Write exactly, with no line omitted or added, the span beginning at the line that holds "form | this" and ending at the last line of the records.

****

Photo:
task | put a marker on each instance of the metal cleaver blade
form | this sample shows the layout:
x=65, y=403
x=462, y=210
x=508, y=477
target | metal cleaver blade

****

THE ANSWER:
form | this sample shows the layout:
x=65, y=403
x=462, y=210
x=508, y=477
target | metal cleaver blade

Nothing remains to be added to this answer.